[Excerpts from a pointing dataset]
=====

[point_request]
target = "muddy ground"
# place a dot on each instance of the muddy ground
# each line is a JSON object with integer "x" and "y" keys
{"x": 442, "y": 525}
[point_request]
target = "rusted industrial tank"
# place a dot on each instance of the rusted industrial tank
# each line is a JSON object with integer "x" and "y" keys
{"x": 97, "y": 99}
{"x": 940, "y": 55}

=====

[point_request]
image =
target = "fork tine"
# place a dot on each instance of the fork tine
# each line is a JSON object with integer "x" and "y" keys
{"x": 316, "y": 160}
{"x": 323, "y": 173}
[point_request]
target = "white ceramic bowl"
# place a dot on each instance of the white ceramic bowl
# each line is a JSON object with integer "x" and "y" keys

=====

◆ WHAT YOU ARE ASKED TO DO
Select every line of the material above that contains the string "ground", treating uppercase and lowercase as different, and copy those lines out.

◆ WRITTEN ANSWER
target = "muddy ground"
# place a dot on each instance of the muddy ground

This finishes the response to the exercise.